読む文章 ->
------------------------------------

ときめきトゥナイト展 ② | Pourriture noble


先日、『夜明けの唄』の作者であるユノイチカ先生のリアルサイン会に落選したとの連絡がありました。

うおお。
やっぱ人気なんやな。
もうユノイチカ先生に会える気で居た(゜▿゜)

この時代って、こーゆーサイン会とかも皆無でしたよね。
先生が実在しているのかとか、考えたことも無かった。

あまりにも作品にのめり込んでいて。
これを誰かがひとつひとつ描いてるなんて、想像出来なかった。

だかしかし。
こうして何十年も経って。
原画を目の前にして。

その原稿がこんだけ迷いなく、修正した痕跡もなく、美しい線で描かれているのを見て。

なんか。
モーツァルトの楽譜を思い出しました。
彼の楽譜には、悩んだり迷ったりした痕跡が全くないとか。
もう、脳内で楽曲が完全に出来上がっていて。
それを楽譜にしているだけだから。
そう言われているのですが。

ネームがあるとは言え、池野 恋先生もホントにそんな感じ。
もう、コマ割りからアングル·構図まで迷いが無い感じ。
そしてそれが、とても読みやすくて綺麗。

脳内に描いたものを忠実に、理想通りに描けるっていうのも凄いんですよね。

それが出来なくて、私は何度打ちのめされた事か(^_^;)
脳内で描いたように描けないから、私のネームは棒人間では描けないんです。
ほぼ、原稿通りでないと。
私が脳内のように描けるのかどうか分からないという(^_^;)
本当に情けないです。
(こんな事してるからネームが嫌いになる)

いや、私の話はどーでも良いのですが。

そんな池野先生の原稿。
どこまで進んでも、あの薄青で予め線が引かれた原稿用紙が出てこない(* ᐕ)?

それこそ、私が『りぼん』に投稿し始めた年代になっても、池野先生はまっさらなケント紙しか使っていない。

この先生‥。
スゲーを通り越してヤベーな( º言º)(賞賛してます)

あの薄青の目盛り無しに、コマ割りなんてどーやってやるの?
人工物が入る背景とか、どーやって描くの?

描けない事もないのかも知れないけど、七面倒臭いこの上ないぞ。
それを30数ページ、毎月落とすことも無く描いてこられたとは‥。

ちょっと皆!!!!!!!!!!!!
未だに、当たり前のように写真撮ってるけど!!!!!!!!
この原稿全部凄い事してるからね!!!!!!!!
それ理解してから写真撮ろうか!!!!!!!!!!
『蘭世可愛いー♥』じゃねぇんだマジで!!!!!!!!!!( º言º)
と、声を大にして言いたくて言いたくてたまりませんでした(T_T)

私がこの展覧会で確認した、池野先生が最初に薄青枠線が引かれた原稿用紙を使われていたのが、こちら。




愛良編になっとるやないか( º言º)

------------------------------------

やること A ->
記録の中から、「wooden」という語を含む行をすべて集めてください。大文字と小文字の違いも区別します。
この文章と記録は、互いに関係のない別々の資料です。

(物が写っている位置のデータ行)
------------------------------------

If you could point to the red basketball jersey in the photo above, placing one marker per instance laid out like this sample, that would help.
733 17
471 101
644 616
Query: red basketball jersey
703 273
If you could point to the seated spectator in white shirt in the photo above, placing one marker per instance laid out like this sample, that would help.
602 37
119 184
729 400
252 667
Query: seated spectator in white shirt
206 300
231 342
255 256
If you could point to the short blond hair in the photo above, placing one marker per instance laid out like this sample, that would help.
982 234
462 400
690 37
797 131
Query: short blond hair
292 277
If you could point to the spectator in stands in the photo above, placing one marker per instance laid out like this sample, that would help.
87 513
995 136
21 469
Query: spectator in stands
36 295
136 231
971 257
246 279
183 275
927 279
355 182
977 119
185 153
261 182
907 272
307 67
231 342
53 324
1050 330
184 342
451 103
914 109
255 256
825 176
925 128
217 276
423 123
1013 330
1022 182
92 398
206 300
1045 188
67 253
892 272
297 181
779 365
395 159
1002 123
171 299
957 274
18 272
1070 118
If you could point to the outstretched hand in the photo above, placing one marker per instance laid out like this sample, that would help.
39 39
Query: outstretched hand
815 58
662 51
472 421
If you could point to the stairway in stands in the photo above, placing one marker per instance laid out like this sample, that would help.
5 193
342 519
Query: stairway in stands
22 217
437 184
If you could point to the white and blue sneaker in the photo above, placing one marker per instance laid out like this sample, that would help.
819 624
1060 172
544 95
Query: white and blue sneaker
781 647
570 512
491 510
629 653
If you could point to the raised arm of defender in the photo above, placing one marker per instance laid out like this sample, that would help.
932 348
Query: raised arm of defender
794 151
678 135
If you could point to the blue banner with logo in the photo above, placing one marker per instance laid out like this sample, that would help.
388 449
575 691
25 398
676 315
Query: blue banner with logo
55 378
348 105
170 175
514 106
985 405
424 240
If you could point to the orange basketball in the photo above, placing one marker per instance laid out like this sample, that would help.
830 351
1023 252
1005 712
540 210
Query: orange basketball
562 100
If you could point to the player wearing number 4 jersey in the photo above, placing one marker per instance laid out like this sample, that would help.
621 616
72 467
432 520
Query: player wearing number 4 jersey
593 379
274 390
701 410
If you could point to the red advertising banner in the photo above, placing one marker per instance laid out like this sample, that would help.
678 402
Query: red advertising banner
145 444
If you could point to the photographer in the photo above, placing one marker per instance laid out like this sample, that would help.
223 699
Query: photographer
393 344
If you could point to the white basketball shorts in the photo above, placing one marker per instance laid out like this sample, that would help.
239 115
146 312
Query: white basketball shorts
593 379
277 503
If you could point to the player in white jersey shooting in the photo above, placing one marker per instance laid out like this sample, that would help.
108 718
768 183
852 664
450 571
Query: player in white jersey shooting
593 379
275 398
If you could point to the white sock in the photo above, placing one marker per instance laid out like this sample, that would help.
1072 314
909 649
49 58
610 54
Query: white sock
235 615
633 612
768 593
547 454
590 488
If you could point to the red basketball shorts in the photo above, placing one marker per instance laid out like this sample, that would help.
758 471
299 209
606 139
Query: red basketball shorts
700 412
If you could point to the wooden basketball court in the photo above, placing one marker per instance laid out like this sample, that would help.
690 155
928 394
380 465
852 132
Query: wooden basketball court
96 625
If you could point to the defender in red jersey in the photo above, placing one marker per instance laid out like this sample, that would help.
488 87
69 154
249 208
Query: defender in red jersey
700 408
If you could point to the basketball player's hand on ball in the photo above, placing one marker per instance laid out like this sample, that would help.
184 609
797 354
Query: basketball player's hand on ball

------------------------------------

やること B ->
ときめきトゥナイト展の文章について、次の(i)〜(iii)が内容と合っているかをそれぞれ「はい」か「いいえ」で答え、決め手になる文章の言葉をそのまま引用してください。(i) 筆者はユノイチカ先生のサイン会に当選した。(ii) 筆者は原画を見てモーツァルトの楽譜を思い出した。(iii) 筆者はネームを棒人間で描ける。

最終結果 A ->
If you could point to the wooden basketball court in the photo above, placing one marker per instance laid out like this sample, that would help.
Query: wooden basketball court

最終結果 B ->
(i) いいえ。「先日、『夜明けの唄』の作者であるユノイチカ先生のリアルサイン会に落選したとの連絡がありました。」
(ii) はい。「モーツァルトの楽譜を思い出しました。」
(iii) いいえ。「脳内で描いたように描けないから、私のネームは棒人間では描けないんです。」